» **Problem A**
List every tool that the COVID vaccine passage names for protecting health in schools.
» **Problem B**
According to the COVID vaccine passage, why does the district use every available tool to protect health?
» **Problem C**
Carry on the COVID vaccine passage from its last sentence.

The Food and Drug Administration has fully approved the Pfizer vaccine, further affirming that it is safe and effective. Scientific and medical experts reviewed extensive clinical trial data and other evidence — in fact, never before has the agency had so much information to determine whether a shot is safe. Data showed the Pfizer vaccine was 91 percent effective at preventing COVID-19. We owe it to ourselves and one another to get the vaccine.

It saves lives. It will help keep schools open. And it is how we will finally end this pandemic.

Ninety percent of the staff in my district have already been vaccinated. We have set up clinics for employees and families at all our large high schools. Students and parents are participating in our outreach and have recorded videos about their experience. We are also partnering with local doctors to answer any questions people may have.

This is what my community expects and demands: Families have made clear that schools must be open this year, and that the district must use every available tool to protect health and promote stable classrooms. These tools include not only the vaccine, but the health measures recommended by the Centers for Disease Control and Prevention — like masks and regular COVID testing — that prevented the virus from spreading in our schools last year and that continue to make a difference this year. As the school year started, the positivity rate in Bexar County hit 20 percent. In our schools, however, it is less than 2 percent.

» **Record set**
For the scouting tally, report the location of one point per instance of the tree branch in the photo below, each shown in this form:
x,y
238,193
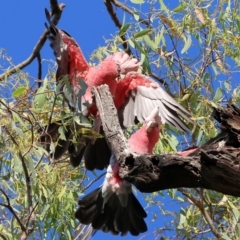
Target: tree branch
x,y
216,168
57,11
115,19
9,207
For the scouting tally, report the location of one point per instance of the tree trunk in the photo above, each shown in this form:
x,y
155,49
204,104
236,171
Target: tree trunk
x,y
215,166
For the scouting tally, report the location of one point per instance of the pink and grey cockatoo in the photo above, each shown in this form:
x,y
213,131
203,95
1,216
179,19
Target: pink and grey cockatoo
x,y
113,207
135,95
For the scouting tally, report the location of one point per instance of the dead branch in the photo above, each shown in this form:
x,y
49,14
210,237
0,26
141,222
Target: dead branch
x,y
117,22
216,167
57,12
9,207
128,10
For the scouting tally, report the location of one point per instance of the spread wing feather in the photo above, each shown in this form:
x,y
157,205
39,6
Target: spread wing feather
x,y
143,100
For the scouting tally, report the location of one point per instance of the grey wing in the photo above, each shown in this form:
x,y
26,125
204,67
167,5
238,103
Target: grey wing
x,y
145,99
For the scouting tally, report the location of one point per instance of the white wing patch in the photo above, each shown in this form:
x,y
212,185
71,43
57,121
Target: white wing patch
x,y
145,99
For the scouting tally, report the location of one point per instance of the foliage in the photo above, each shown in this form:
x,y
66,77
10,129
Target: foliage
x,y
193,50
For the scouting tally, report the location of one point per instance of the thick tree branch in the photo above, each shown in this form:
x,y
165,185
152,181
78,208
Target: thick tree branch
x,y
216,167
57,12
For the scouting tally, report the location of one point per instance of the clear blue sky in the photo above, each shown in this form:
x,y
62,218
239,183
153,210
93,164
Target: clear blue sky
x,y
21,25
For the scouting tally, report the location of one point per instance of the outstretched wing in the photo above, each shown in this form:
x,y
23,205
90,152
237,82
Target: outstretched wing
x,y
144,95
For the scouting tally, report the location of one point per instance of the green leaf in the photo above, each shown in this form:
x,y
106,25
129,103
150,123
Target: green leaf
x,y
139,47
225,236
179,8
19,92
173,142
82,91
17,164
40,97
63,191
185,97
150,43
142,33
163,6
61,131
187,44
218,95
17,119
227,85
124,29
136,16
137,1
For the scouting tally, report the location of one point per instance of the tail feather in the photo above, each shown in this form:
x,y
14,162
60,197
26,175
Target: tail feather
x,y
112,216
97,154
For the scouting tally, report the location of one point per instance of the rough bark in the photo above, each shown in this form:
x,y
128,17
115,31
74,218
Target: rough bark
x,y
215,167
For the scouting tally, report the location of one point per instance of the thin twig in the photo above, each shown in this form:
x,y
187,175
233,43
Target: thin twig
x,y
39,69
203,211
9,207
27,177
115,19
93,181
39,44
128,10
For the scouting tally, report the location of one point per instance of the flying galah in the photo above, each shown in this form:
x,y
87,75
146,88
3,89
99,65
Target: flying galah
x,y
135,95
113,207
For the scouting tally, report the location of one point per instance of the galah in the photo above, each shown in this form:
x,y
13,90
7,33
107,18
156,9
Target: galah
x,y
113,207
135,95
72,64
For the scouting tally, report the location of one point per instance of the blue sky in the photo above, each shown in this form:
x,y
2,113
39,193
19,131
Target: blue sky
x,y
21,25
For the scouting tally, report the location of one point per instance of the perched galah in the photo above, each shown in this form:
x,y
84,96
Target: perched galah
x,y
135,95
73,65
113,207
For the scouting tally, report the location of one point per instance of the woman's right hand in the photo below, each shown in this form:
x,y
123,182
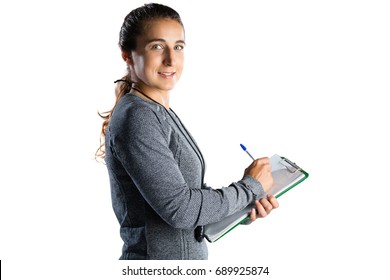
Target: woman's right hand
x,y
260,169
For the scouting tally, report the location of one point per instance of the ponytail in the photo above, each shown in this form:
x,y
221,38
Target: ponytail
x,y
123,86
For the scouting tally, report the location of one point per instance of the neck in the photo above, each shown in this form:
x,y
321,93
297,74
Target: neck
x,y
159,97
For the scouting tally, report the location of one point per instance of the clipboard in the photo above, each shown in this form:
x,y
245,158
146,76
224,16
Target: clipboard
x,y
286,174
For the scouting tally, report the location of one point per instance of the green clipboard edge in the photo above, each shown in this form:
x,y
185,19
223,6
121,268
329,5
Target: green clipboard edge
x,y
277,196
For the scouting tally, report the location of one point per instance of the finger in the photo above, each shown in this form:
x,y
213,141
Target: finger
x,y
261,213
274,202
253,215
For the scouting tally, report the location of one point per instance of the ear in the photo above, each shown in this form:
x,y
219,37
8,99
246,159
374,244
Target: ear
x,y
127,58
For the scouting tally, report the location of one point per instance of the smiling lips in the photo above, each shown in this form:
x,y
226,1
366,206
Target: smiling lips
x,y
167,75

» **Answer section A**
The vaccine, masks, and regular COVID testing.

» **Answer section B**
The community expects and demands it. Families have made clear that schools must be open this year and that the district must use every available tool to protect health and promote stable classrooms.

» **Answer section C**
As we are seeing in San Antonio, there is support nationally for requiring teachers to get the vaccine. In addition, the U.S. military, some of the nation’s largest employers and many colleges and universities are doing so. States such as California, New Jersey, Oregon and Washington have instituted vaccine mandates for educators and certain other workers. Increasingly, leaders are requiring the vaccine because they understand that it is necessary in order for our country to emerge from the COVID crisis and begin to recover.

As chairman of Chiefs for Change, a bipartisan network of school superintendents and state education commissioners who collectively serve one-third of the children in the United States, I know that, 18 months into the pandemic, educators continue to face tremendous COVID-related challenges in their communities. The school year just started, and already colleagues are scrambling to figure out how to feed students and get them to school, since so many food service workers and bus drivers are in quarantine.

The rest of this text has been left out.